>>>

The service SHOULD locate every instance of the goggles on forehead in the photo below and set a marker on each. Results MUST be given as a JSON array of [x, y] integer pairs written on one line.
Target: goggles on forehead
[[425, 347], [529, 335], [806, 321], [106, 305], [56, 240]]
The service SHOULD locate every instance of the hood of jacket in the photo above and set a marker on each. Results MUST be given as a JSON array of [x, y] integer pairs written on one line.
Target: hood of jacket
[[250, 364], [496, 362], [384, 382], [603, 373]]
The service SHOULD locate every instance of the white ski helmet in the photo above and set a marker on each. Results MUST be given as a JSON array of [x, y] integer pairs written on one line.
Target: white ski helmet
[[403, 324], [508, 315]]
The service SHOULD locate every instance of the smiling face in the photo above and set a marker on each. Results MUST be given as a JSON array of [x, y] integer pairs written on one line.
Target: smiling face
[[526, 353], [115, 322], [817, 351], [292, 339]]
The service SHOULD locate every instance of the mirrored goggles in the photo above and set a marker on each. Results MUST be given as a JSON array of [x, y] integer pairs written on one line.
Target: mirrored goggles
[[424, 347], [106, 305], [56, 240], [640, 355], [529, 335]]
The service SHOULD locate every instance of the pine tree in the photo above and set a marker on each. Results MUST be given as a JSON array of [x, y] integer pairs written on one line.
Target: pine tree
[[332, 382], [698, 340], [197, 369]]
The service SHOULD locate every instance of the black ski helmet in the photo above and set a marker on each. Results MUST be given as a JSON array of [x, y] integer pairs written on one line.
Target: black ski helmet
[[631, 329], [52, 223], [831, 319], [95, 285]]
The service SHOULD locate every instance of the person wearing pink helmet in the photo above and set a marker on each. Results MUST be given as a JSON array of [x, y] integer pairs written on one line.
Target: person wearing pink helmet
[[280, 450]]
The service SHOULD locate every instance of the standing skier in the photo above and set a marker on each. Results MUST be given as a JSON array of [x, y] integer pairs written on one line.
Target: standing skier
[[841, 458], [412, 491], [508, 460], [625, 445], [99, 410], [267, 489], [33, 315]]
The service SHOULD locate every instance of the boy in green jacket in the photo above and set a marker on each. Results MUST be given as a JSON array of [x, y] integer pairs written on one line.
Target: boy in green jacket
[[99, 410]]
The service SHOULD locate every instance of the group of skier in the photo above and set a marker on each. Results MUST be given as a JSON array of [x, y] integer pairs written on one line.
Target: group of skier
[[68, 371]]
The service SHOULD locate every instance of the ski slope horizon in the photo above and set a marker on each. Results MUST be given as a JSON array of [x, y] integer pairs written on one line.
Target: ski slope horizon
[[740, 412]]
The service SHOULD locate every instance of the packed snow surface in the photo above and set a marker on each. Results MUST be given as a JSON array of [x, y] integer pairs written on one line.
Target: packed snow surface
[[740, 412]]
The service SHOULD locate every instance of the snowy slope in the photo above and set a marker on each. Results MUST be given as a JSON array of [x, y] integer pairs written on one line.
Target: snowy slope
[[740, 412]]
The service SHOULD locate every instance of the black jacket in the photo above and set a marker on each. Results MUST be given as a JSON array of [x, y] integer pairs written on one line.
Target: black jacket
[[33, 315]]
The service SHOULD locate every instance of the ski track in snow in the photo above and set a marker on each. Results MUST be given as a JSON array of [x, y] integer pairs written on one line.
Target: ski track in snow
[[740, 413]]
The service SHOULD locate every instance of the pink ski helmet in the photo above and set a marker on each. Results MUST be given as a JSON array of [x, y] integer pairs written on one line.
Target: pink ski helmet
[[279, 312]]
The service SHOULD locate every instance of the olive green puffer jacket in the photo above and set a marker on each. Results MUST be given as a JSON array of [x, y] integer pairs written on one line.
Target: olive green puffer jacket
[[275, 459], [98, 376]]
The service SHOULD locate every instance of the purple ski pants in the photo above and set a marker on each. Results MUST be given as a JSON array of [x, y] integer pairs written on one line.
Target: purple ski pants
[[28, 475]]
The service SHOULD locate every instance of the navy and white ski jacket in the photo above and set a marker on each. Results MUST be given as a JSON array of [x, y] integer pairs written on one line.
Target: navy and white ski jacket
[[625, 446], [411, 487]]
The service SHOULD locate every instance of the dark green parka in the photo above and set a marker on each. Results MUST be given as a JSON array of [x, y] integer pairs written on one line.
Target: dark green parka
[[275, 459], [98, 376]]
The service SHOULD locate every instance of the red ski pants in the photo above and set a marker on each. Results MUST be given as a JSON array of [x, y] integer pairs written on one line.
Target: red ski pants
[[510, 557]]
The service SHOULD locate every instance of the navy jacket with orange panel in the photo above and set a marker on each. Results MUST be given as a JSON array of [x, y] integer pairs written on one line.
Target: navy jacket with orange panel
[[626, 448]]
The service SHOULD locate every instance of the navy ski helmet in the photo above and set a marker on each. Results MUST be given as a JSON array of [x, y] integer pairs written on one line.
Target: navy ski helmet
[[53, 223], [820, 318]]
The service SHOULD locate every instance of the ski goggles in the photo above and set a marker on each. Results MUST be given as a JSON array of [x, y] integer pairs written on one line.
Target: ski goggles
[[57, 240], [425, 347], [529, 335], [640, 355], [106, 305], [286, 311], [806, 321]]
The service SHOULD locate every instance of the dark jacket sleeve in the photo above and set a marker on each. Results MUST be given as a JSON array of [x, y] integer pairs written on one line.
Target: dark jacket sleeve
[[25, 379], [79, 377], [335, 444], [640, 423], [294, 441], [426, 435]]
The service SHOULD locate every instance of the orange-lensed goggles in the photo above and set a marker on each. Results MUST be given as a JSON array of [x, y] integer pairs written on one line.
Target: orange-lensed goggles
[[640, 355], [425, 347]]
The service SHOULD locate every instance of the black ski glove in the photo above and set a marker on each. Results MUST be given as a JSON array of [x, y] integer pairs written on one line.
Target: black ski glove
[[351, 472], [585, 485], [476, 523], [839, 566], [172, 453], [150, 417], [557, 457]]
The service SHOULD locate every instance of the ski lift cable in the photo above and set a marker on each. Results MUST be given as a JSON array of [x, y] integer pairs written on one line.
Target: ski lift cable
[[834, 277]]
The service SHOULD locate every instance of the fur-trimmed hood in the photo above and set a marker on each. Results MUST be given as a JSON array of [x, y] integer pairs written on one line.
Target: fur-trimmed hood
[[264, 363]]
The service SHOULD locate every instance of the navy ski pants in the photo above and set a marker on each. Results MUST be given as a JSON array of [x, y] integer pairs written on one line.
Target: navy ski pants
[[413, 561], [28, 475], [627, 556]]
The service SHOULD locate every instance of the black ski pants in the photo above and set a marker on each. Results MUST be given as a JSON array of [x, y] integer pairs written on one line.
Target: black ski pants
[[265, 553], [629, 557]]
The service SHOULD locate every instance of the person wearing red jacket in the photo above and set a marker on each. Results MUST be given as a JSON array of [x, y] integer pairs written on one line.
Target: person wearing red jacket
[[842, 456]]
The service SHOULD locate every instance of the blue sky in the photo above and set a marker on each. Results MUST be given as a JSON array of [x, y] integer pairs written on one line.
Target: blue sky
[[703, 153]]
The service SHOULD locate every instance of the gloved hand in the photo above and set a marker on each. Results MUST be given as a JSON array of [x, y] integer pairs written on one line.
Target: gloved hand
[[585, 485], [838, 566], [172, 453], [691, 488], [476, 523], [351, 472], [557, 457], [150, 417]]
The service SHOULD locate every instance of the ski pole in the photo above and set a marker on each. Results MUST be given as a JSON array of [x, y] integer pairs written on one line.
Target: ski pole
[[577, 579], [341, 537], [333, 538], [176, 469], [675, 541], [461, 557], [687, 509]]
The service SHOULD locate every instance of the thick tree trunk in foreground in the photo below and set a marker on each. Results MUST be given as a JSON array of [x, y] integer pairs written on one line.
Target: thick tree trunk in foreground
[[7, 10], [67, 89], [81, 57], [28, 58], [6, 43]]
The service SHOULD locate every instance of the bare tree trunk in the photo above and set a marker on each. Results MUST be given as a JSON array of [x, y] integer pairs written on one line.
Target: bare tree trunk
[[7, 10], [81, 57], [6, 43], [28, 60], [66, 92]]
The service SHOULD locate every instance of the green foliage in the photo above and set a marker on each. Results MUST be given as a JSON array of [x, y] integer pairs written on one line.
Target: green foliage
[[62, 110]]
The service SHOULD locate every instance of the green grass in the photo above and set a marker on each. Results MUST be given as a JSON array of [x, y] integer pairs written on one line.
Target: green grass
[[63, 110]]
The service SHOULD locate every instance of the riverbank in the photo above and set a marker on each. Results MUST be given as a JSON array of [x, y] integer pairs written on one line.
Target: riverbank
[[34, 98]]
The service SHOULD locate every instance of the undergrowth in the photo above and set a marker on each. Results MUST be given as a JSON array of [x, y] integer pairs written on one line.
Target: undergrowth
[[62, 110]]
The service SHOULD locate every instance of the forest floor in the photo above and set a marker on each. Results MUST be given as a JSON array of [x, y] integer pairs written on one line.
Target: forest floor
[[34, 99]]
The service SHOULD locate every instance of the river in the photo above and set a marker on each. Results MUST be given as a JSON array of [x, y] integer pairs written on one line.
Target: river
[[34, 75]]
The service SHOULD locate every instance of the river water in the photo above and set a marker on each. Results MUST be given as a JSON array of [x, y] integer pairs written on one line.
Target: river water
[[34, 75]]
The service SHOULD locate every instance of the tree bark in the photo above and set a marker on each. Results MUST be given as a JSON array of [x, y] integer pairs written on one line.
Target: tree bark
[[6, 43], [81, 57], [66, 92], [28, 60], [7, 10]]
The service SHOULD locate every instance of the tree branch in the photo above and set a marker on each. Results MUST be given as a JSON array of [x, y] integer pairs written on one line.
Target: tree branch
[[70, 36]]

<<<

- _What is required_
Extract the closing run of lines, starting with the one containing "The service SHOULD locate every instance of the forest" and ending at the last, exactly as written.

- _Solution_
The service SHOULD locate every instance of the forest floor in the photo above and set a marker on each. Results MUST be given as a JSON array of [x, y] integer pairs written on one line.
Target: forest floor
[[34, 99]]
The service SHOULD locate every instance of the river in the photo above and set a marker on each. Results MUST be given as a JSON array of [x, y] integer pairs written on one line.
Target: river
[[34, 75]]
The service SHOULD locate every instance of the river water in the photo above and set a marker on each. Results MUST be given as a JSON array of [x, y] integer pairs written on one line.
Target: river water
[[34, 75]]
The service SHOULD locate every instance of the tree bark in the photo above and set a marker on each. Results MUST be given as a JSON array of [x, y] integer pairs written on one line.
Target: tree bark
[[6, 43], [81, 57], [66, 92], [28, 60], [7, 10]]
The service SHOULD locate every instance of the tree branch in the photo above and set a marker on each. Results MUST be given as a JSON array of [x, y] integer pairs written on one line.
Target: tree branch
[[70, 36]]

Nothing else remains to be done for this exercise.